Report each line of the records below that contains the word "microphone", treating uppercase and lowercase as different.

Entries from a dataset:
——————
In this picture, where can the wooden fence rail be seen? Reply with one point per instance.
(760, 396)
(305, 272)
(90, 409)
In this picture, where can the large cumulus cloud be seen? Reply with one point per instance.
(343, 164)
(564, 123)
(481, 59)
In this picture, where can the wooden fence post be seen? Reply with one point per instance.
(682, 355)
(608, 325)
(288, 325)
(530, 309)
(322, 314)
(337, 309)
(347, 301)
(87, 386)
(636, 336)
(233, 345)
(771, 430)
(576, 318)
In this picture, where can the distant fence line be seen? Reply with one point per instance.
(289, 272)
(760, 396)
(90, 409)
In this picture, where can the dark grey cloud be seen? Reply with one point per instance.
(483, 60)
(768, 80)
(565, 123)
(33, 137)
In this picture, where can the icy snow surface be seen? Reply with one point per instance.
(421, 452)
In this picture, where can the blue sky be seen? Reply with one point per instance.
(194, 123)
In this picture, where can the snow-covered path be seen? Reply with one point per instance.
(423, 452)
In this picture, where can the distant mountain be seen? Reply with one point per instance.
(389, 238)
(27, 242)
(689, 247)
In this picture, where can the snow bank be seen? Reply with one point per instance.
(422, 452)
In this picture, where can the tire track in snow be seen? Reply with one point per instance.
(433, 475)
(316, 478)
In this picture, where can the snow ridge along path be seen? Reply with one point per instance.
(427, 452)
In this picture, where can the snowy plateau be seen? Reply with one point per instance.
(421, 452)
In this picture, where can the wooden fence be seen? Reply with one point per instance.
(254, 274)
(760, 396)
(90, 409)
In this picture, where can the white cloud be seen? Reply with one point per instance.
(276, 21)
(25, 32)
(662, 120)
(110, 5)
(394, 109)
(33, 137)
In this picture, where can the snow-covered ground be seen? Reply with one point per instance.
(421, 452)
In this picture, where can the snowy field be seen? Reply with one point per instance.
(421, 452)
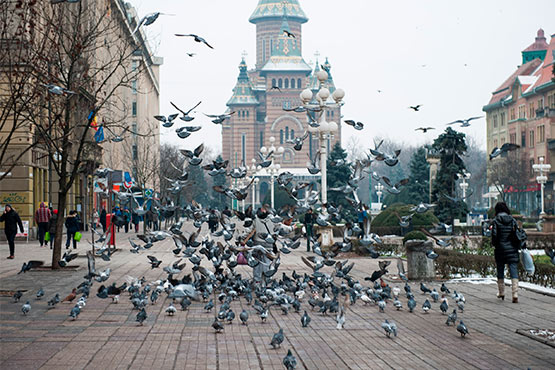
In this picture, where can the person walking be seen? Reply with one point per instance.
(11, 222)
(506, 252)
(308, 221)
(103, 219)
(42, 216)
(72, 226)
(52, 227)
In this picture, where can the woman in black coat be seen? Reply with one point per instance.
(12, 221)
(506, 253)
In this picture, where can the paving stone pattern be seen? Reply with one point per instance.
(106, 336)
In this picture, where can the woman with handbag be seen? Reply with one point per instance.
(503, 231)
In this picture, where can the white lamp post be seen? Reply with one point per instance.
(379, 192)
(274, 168)
(542, 168)
(464, 185)
(325, 130)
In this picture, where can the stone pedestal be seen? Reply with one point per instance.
(419, 267)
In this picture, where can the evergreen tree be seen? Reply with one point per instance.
(337, 176)
(219, 200)
(451, 146)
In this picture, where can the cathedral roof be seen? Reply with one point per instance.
(286, 53)
(242, 93)
(268, 9)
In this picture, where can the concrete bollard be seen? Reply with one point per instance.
(419, 267)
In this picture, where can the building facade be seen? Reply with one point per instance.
(522, 111)
(274, 84)
(132, 104)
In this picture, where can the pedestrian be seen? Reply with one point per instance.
(11, 222)
(126, 219)
(135, 219)
(42, 216)
(308, 221)
(72, 226)
(52, 227)
(503, 239)
(103, 220)
(213, 221)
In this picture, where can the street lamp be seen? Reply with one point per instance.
(324, 130)
(464, 185)
(273, 168)
(379, 192)
(542, 168)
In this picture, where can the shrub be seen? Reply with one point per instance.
(415, 235)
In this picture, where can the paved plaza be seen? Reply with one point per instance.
(106, 335)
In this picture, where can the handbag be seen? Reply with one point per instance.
(527, 261)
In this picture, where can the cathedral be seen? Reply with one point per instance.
(263, 94)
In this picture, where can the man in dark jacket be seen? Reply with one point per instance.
(11, 222)
(503, 239)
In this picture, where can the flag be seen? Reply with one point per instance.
(99, 135)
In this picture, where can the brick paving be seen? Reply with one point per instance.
(105, 335)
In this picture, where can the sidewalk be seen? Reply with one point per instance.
(106, 335)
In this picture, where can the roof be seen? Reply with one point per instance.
(242, 92)
(271, 9)
(539, 43)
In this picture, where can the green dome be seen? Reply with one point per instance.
(267, 9)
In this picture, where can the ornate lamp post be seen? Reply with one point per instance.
(325, 130)
(379, 192)
(464, 185)
(274, 168)
(542, 168)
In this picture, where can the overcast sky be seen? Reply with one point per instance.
(446, 55)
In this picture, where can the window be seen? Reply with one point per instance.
(243, 149)
(541, 134)
(531, 138)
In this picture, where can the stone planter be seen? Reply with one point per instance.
(419, 267)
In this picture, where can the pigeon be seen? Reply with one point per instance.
(244, 317)
(171, 310)
(277, 339)
(461, 328)
(217, 325)
(305, 320)
(426, 306)
(26, 308)
(289, 361)
(452, 318)
(40, 293)
(196, 38)
(389, 328)
(75, 311)
(141, 316)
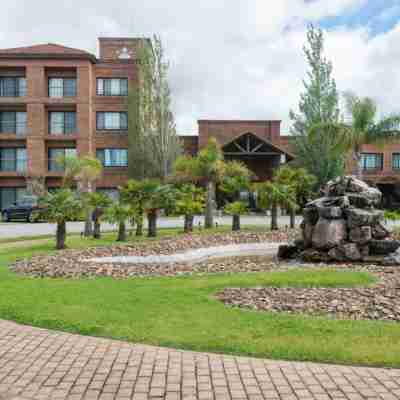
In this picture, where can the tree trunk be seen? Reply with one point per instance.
(209, 215)
(292, 219)
(236, 222)
(152, 221)
(139, 225)
(60, 235)
(188, 225)
(274, 218)
(358, 169)
(97, 230)
(88, 230)
(121, 232)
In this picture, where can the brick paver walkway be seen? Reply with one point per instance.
(41, 364)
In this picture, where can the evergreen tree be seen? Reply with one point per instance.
(318, 106)
(153, 142)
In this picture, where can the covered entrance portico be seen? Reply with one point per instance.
(261, 156)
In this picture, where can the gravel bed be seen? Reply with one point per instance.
(75, 264)
(378, 302)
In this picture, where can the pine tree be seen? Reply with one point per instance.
(318, 105)
(153, 142)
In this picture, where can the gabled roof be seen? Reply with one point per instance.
(254, 145)
(49, 50)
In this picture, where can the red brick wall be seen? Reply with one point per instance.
(226, 131)
(86, 103)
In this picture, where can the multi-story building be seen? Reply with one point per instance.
(58, 100)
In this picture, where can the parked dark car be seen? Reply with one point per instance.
(26, 208)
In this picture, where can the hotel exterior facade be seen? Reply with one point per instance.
(57, 100)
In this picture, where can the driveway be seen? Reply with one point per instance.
(19, 229)
(39, 364)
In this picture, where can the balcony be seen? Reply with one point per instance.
(12, 87)
(13, 124)
(13, 166)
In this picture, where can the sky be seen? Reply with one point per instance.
(231, 59)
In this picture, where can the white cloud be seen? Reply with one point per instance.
(229, 58)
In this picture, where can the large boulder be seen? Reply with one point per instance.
(330, 212)
(350, 251)
(346, 185)
(307, 231)
(329, 233)
(379, 231)
(359, 217)
(392, 259)
(360, 234)
(383, 247)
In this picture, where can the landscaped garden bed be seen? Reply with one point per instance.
(76, 263)
(380, 301)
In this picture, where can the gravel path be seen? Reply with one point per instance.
(148, 258)
(195, 255)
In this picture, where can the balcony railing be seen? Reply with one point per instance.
(13, 165)
(18, 129)
(12, 87)
(54, 165)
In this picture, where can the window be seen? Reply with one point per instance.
(13, 159)
(112, 121)
(55, 158)
(62, 87)
(372, 160)
(9, 196)
(12, 87)
(62, 123)
(112, 87)
(13, 122)
(396, 161)
(113, 157)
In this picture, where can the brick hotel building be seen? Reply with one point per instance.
(58, 100)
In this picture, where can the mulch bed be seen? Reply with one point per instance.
(70, 264)
(378, 302)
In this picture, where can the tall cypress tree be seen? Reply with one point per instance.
(153, 142)
(318, 105)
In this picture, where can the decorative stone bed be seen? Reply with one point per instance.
(377, 302)
(79, 264)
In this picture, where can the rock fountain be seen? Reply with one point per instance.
(344, 225)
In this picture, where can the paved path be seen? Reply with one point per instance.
(195, 255)
(39, 364)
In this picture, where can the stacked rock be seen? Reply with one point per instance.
(344, 225)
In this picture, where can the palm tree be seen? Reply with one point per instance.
(61, 206)
(90, 169)
(134, 194)
(272, 195)
(119, 213)
(85, 171)
(98, 202)
(158, 197)
(207, 167)
(148, 197)
(364, 128)
(302, 184)
(190, 201)
(236, 179)
(236, 209)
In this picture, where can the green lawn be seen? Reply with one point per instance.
(182, 312)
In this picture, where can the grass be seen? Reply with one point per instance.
(182, 312)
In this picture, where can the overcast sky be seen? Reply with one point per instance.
(231, 58)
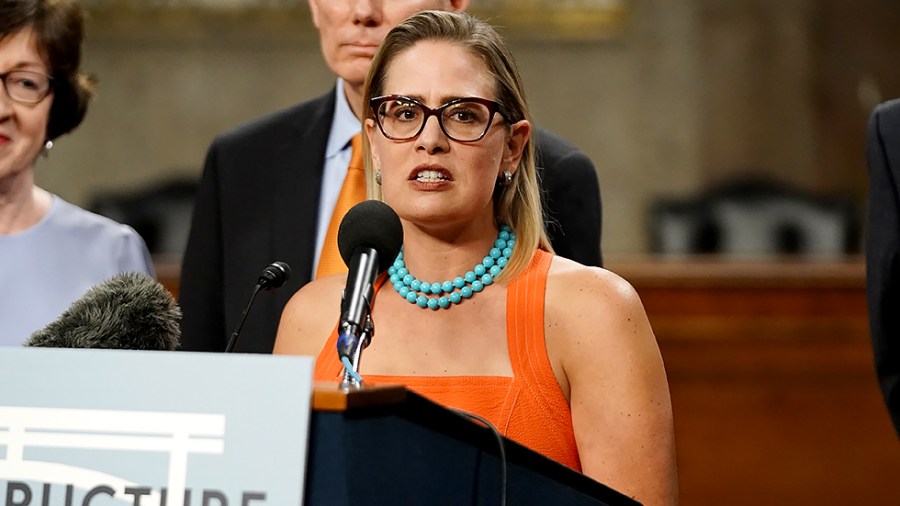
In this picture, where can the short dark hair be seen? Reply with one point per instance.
(59, 29)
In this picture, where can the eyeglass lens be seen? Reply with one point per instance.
(25, 86)
(461, 121)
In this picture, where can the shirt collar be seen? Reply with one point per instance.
(344, 124)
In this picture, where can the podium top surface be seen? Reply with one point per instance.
(333, 397)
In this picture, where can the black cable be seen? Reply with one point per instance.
(500, 445)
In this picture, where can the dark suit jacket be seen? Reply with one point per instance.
(258, 201)
(883, 249)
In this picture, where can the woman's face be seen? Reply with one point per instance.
(23, 127)
(431, 179)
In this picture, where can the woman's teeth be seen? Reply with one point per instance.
(430, 176)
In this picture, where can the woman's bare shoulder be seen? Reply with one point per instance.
(309, 317)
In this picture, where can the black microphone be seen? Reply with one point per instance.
(130, 311)
(274, 276)
(369, 239)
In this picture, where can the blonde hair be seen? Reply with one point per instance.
(517, 204)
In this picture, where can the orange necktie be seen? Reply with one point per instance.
(353, 191)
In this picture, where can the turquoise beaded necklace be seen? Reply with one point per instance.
(442, 295)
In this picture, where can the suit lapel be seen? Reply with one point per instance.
(300, 160)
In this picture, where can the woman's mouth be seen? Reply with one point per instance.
(431, 176)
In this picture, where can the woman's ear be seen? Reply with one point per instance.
(519, 134)
(370, 131)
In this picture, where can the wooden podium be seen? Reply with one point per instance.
(388, 445)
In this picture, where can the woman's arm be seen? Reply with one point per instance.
(613, 376)
(309, 317)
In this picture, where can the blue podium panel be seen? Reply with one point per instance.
(147, 428)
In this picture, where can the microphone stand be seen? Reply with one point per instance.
(350, 350)
(233, 340)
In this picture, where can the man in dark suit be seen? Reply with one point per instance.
(269, 187)
(883, 249)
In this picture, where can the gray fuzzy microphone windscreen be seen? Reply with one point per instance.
(130, 311)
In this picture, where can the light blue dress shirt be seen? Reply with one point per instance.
(344, 126)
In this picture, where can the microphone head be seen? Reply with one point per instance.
(274, 276)
(130, 311)
(374, 224)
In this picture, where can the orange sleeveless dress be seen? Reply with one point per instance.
(528, 407)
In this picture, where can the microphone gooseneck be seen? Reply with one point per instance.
(273, 276)
(369, 238)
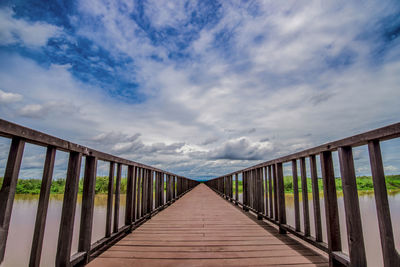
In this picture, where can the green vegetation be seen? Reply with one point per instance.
(32, 186)
(364, 183)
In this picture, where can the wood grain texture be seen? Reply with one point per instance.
(8, 188)
(331, 207)
(68, 210)
(296, 195)
(203, 229)
(352, 208)
(41, 214)
(316, 205)
(110, 192)
(390, 255)
(304, 190)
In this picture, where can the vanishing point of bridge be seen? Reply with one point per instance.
(171, 220)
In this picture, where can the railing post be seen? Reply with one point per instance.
(117, 198)
(271, 206)
(304, 190)
(237, 188)
(129, 196)
(68, 210)
(168, 188)
(174, 180)
(260, 193)
(8, 188)
(331, 207)
(352, 208)
(85, 229)
(134, 178)
(144, 193)
(139, 193)
(41, 214)
(162, 189)
(296, 195)
(151, 185)
(245, 191)
(316, 206)
(390, 255)
(109, 199)
(266, 190)
(281, 197)
(275, 192)
(157, 190)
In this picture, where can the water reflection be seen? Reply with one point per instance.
(22, 226)
(24, 213)
(368, 217)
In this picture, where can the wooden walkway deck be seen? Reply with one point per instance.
(202, 229)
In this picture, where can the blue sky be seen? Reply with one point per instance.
(199, 88)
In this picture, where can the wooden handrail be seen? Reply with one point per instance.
(140, 205)
(271, 173)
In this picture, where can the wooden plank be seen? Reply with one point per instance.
(266, 190)
(316, 206)
(236, 187)
(134, 193)
(8, 188)
(296, 195)
(260, 193)
(9, 130)
(384, 133)
(331, 207)
(41, 214)
(168, 188)
(129, 196)
(151, 183)
(139, 193)
(68, 210)
(110, 192)
(281, 197)
(117, 197)
(304, 190)
(144, 192)
(194, 237)
(271, 204)
(162, 188)
(274, 178)
(390, 255)
(174, 194)
(157, 190)
(89, 184)
(352, 208)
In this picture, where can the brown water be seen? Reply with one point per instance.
(22, 225)
(24, 213)
(368, 217)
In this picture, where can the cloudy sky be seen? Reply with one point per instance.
(199, 88)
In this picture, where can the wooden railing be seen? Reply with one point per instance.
(270, 173)
(140, 206)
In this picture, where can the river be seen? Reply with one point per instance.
(24, 213)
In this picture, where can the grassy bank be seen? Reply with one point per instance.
(32, 186)
(364, 183)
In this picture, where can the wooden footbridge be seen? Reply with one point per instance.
(171, 220)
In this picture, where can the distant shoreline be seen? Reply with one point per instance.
(364, 184)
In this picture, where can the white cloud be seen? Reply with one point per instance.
(228, 107)
(32, 111)
(19, 31)
(8, 97)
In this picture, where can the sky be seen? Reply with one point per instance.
(199, 88)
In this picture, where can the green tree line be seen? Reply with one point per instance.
(32, 186)
(364, 183)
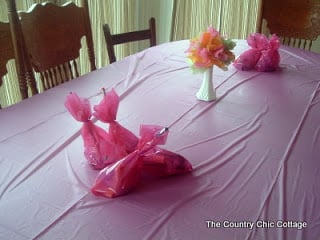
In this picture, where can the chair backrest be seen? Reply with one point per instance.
(297, 22)
(52, 37)
(6, 48)
(114, 39)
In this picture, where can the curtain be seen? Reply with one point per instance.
(233, 18)
(175, 20)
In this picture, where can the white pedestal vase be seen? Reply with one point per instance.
(207, 91)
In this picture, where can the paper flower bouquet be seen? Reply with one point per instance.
(208, 50)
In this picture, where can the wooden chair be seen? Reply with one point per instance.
(114, 39)
(52, 38)
(297, 22)
(9, 49)
(6, 49)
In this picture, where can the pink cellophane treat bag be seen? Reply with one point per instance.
(123, 176)
(98, 149)
(106, 111)
(263, 55)
(160, 162)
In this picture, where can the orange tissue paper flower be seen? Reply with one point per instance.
(210, 49)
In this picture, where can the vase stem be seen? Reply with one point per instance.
(207, 91)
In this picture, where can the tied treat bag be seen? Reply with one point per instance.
(98, 149)
(163, 163)
(263, 55)
(106, 111)
(124, 175)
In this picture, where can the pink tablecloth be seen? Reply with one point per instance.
(255, 152)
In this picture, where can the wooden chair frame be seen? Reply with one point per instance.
(115, 39)
(297, 22)
(52, 40)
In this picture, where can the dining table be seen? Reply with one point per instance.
(254, 150)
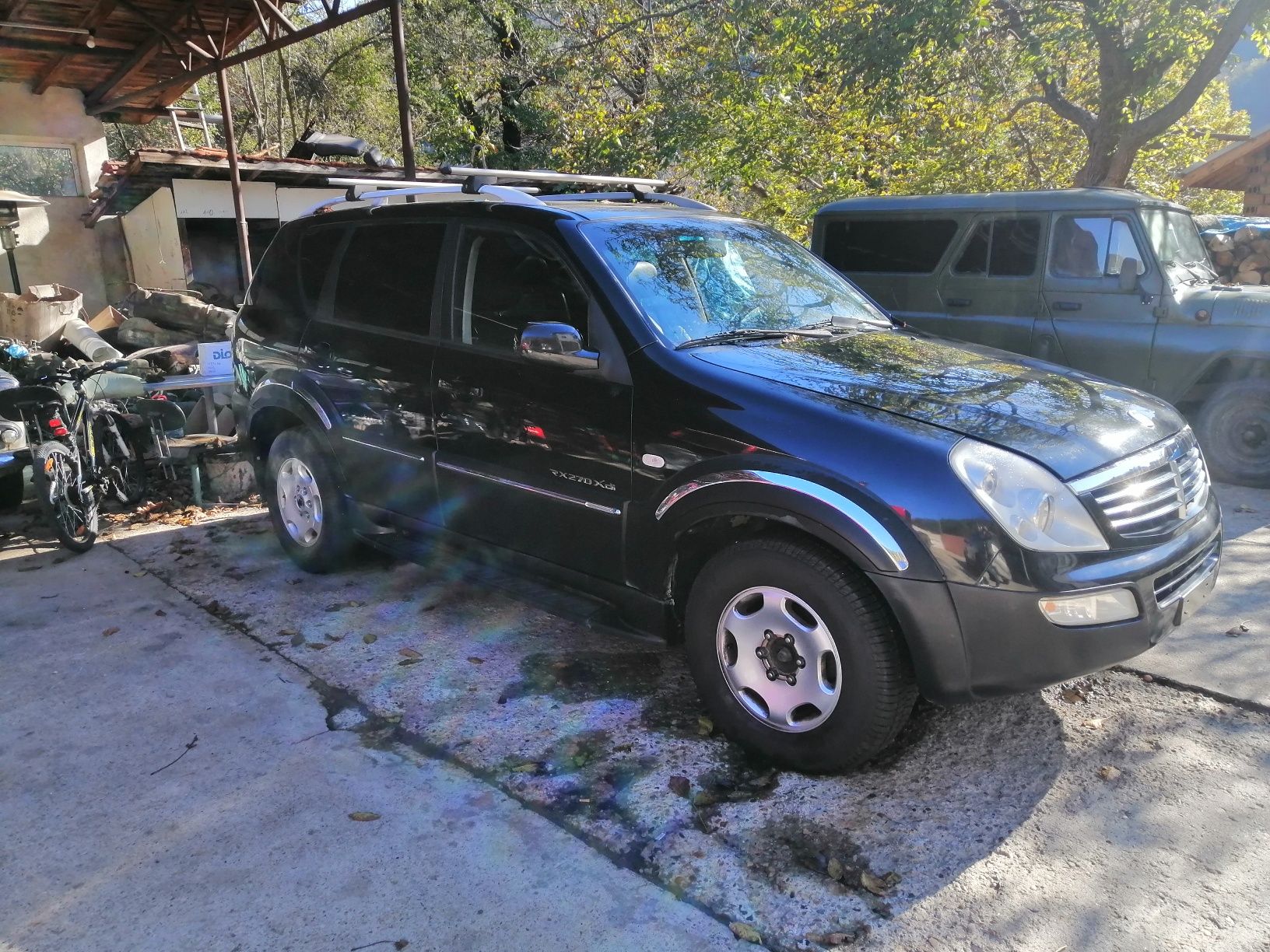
——————
▸ Solution to this task:
In this picture, where can the black microphone be seen? Reply with one point per instance.
In this picture, where can the microphone stand be seen? Reply with one point per instance.
In this picture, where can the gray fuzzy microphone windscreen be seen? Reply with one point per instance.
In this picture, where can the microphone head be seen? Reply with one point per instance.
In this picture, where can the microphone gooseneck be seen? Reply with one point per instance.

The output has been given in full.